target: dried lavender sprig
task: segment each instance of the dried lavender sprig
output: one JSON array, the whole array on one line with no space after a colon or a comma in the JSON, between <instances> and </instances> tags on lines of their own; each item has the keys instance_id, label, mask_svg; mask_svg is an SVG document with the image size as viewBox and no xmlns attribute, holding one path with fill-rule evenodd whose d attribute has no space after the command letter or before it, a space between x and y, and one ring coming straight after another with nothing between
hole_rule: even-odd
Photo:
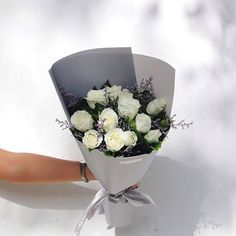
<instances>
[{"instance_id":1,"label":"dried lavender sprig","mask_svg":"<svg viewBox=\"0 0 236 236\"><path fill-rule=\"evenodd\" d=\"M176 117L176 114L174 114L172 117L171 117L171 128L173 129L178 129L179 127L183 129L188 129L192 124L193 124L193 121L191 122L186 122L185 119L184 120L181 120L177 123L175 123L175 120L174 120L174 117Z\"/></svg>"},{"instance_id":2,"label":"dried lavender sprig","mask_svg":"<svg viewBox=\"0 0 236 236\"><path fill-rule=\"evenodd\" d=\"M152 80L152 76L150 76L148 79L143 78L139 86L139 92L149 91L150 94L154 95Z\"/></svg>"},{"instance_id":3,"label":"dried lavender sprig","mask_svg":"<svg viewBox=\"0 0 236 236\"><path fill-rule=\"evenodd\" d=\"M61 121L58 118L55 120L58 125L62 128L62 130L68 129L70 127L69 123L67 120Z\"/></svg>"}]
</instances>

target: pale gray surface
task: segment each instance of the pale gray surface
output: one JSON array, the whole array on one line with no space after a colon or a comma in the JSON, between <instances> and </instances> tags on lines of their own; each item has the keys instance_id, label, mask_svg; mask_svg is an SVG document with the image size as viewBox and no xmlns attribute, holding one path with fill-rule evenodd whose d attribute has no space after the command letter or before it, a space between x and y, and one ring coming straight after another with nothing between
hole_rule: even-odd
<instances>
[{"instance_id":1,"label":"pale gray surface","mask_svg":"<svg viewBox=\"0 0 236 236\"><path fill-rule=\"evenodd\" d=\"M157 211L110 231L96 216L81 235L236 235L235 27L233 0L131 0L125 7L118 0L1 0L1 147L80 159L69 132L55 124L65 116L48 68L78 51L131 46L176 69L173 113L194 125L169 133L161 153L170 158L157 159L144 179ZM73 184L0 189L5 236L70 235L95 192Z\"/></svg>"}]
</instances>

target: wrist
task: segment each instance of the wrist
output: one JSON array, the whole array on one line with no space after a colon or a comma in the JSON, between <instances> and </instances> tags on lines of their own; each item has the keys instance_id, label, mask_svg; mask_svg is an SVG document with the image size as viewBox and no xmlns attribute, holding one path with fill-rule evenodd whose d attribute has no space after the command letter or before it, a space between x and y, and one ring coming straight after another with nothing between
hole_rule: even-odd
<instances>
[{"instance_id":1,"label":"wrist","mask_svg":"<svg viewBox=\"0 0 236 236\"><path fill-rule=\"evenodd\" d=\"M92 171L86 166L86 176L89 180L96 180L96 177L93 175Z\"/></svg>"}]
</instances>

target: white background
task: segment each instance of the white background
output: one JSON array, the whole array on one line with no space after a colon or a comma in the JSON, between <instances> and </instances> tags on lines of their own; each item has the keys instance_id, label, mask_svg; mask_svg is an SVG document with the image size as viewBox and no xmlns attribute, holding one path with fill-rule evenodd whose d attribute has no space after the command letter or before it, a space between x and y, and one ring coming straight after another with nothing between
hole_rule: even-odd
<instances>
[{"instance_id":1,"label":"white background","mask_svg":"<svg viewBox=\"0 0 236 236\"><path fill-rule=\"evenodd\" d=\"M236 3L233 0L1 0L0 145L80 160L48 70L69 54L130 46L176 69L172 130L141 187L158 202L123 229L81 235L236 235ZM0 182L0 235L72 235L97 183Z\"/></svg>"}]
</instances>

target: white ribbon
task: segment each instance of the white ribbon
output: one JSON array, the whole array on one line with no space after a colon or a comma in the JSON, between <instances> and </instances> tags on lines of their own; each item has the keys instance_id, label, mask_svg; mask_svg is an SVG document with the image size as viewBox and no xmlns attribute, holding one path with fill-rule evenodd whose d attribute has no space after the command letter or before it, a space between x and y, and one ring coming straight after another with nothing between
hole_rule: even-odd
<instances>
[{"instance_id":1,"label":"white ribbon","mask_svg":"<svg viewBox=\"0 0 236 236\"><path fill-rule=\"evenodd\" d=\"M152 198L149 195L133 190L132 188L127 188L117 194L110 194L107 190L105 190L104 188L101 188L96 193L92 202L85 209L80 222L77 224L75 228L75 234L77 236L79 236L85 220L86 219L90 220L94 216L95 212L101 207L101 204L103 203L105 198L108 196L109 196L109 200L112 202L128 201L135 207L140 207L140 206L144 206L148 204L156 205L156 203L152 200Z\"/></svg>"}]
</instances>

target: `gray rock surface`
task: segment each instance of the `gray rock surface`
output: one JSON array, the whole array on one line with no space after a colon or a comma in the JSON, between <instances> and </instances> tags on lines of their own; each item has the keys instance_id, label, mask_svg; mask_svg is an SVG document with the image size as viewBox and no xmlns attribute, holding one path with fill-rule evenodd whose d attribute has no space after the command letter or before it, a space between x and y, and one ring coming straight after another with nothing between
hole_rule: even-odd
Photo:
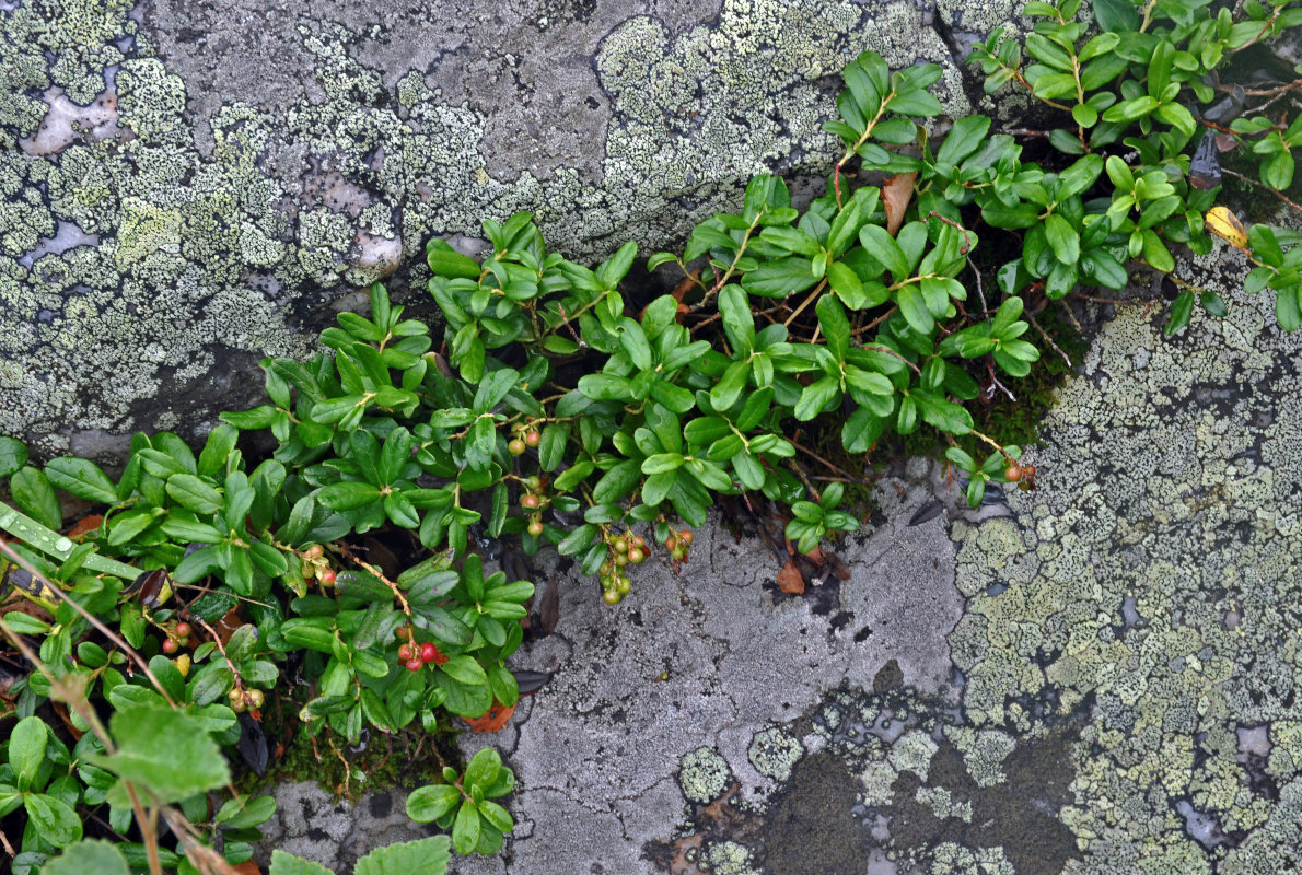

● **Required work**: Revise all the rows above, changing every "segment each instance" to "outline every instance" and leaving everything else unchanged. Omit the pictures from your answer.

● **Answer for this exercise**:
target: dried lavender sprig
task: outline every instance of the dried lavender sprig
output: one JSON array, the whole array on one line with no space after a colon or a comma in the JSON, between <instances> and </instances> tags on lines of their own; each item has the keys instance_id, label, mask_svg; mask_svg is an SVG document with the image size as viewBox and no xmlns attribute, holding one path with fill-rule evenodd whose d attribute has no space after the command letter or before it, a space between x and y, and one ring coming straight after another with nothing between
hole_rule: even-odd
Photo:
<instances>
[{"instance_id":1,"label":"dried lavender sprig","mask_svg":"<svg viewBox=\"0 0 236 236\"><path fill-rule=\"evenodd\" d=\"M176 117L176 114L174 114L172 117L171 117L171 128L173 129L178 129L179 127L183 129L188 129L192 124L193 124L193 121L191 122L186 122L185 119L184 120L181 120L177 123L175 123L175 120L174 120L174 117Z\"/></svg>"},{"instance_id":2,"label":"dried lavender sprig","mask_svg":"<svg viewBox=\"0 0 236 236\"><path fill-rule=\"evenodd\" d=\"M152 80L152 76L150 76L148 79L143 78L139 86L139 92L149 91L150 94L154 95Z\"/></svg>"},{"instance_id":3,"label":"dried lavender sprig","mask_svg":"<svg viewBox=\"0 0 236 236\"><path fill-rule=\"evenodd\" d=\"M61 121L58 118L55 120L58 125L62 128L62 130L68 129L70 127L69 123L67 120Z\"/></svg>"}]
</instances>

target: pale gray surface
task: outline every instance of the pale gray surface
output: one JSON array, the whole array on one line with no space after a colon or a comma in the JSON, between <instances> and </instances> tags on lines of their own; each item has the keys instance_id, label, mask_svg; mask_svg is an SVG document with the image size as viewBox and no xmlns attribute, holding one path with fill-rule evenodd whose d attribute has no space after the command letter or before it, a space between x and y, and one ring coming straight after another with nothing between
hole_rule: even-odd
<instances>
[{"instance_id":1,"label":"pale gray surface","mask_svg":"<svg viewBox=\"0 0 236 236\"><path fill-rule=\"evenodd\" d=\"M157 211L110 231L96 216L81 235L236 235L235 27L233 0L131 0L125 7L118 0L1 0L1 147L80 159L69 132L55 124L65 116L48 68L78 51L131 46L176 69L173 113L194 125L169 133L161 153L170 158L157 159L144 179ZM73 184L0 189L5 236L70 235L95 192Z\"/></svg>"}]
</instances>

target: wrist
task: outline every instance of the wrist
output: one JSON array, the whole array on one line with no space after a colon or a comma in the JSON, between <instances> and </instances> tags on lines of their own; each item has the keys instance_id, label, mask_svg; mask_svg is an SVG document with the image size as viewBox and no xmlns attribute, holding one path with fill-rule evenodd whose d attribute has no space after the command letter or before it, a space between x and y, and one ring coming straight after another with nothing between
hole_rule: even-odd
<instances>
[{"instance_id":1,"label":"wrist","mask_svg":"<svg viewBox=\"0 0 236 236\"><path fill-rule=\"evenodd\" d=\"M92 171L86 166L86 176L89 180L96 180L96 177L93 175Z\"/></svg>"}]
</instances>

target: white background
task: outline every instance of the white background
output: one JSON array, the whole array on one line with no space after a colon or a comma in the JSON, between <instances> and </instances> tags on lines of their own; each item has the keys instance_id, label, mask_svg; mask_svg is an SVG document with the image size as viewBox and no xmlns attribute, holding one path with fill-rule evenodd whose d attribute has no space after the command letter or before it, a space between x and y, and one ring coming straight after another with nothing between
hole_rule: even-odd
<instances>
[{"instance_id":1,"label":"white background","mask_svg":"<svg viewBox=\"0 0 236 236\"><path fill-rule=\"evenodd\" d=\"M236 3L233 0L1 0L0 145L80 160L48 70L69 54L130 46L176 69L172 130L141 187L158 202L123 229L81 235L236 235ZM0 182L0 235L72 235L97 183Z\"/></svg>"}]
</instances>

target: white ribbon
task: outline every instance of the white ribbon
output: one JSON array, the whole array on one line with no space after a colon or a comma in the JSON, between <instances> and </instances> tags on lines of their own; each item has the keys instance_id, label, mask_svg; mask_svg is an SVG document with the image size as viewBox and no xmlns attribute, holding one path with fill-rule evenodd whose d attribute has no space after the command letter or before it, a space between x and y, and one ring coming straight after another with nothing between
hole_rule: even-odd
<instances>
[{"instance_id":1,"label":"white ribbon","mask_svg":"<svg viewBox=\"0 0 236 236\"><path fill-rule=\"evenodd\" d=\"M152 198L149 195L133 190L132 188L127 188L117 194L110 194L107 190L105 190L104 188L101 188L96 193L92 202L85 209L80 222L77 224L75 228L75 234L77 236L79 236L85 220L86 219L90 220L94 216L95 212L101 207L101 204L103 203L105 198L108 196L109 196L109 200L112 202L128 201L135 207L140 207L140 206L144 206L148 204L156 205L156 203L152 200Z\"/></svg>"}]
</instances>

target: `gray rock surface`
task: outline every instance of the `gray rock surface`
output: one JSON array, the whole array on one line with no space after a colon or a comma in the JSON, between <instances> and </instances> tags on lines of their own; each item has the keys instance_id, label, mask_svg; mask_svg is an SVG document with the image size as viewBox and no xmlns attribute, holding one path with fill-rule evenodd whose d attribute has no space after the command letter or before it, a space between x and y, and one ring coming straight after another with nothing between
hole_rule: even-odd
Photo:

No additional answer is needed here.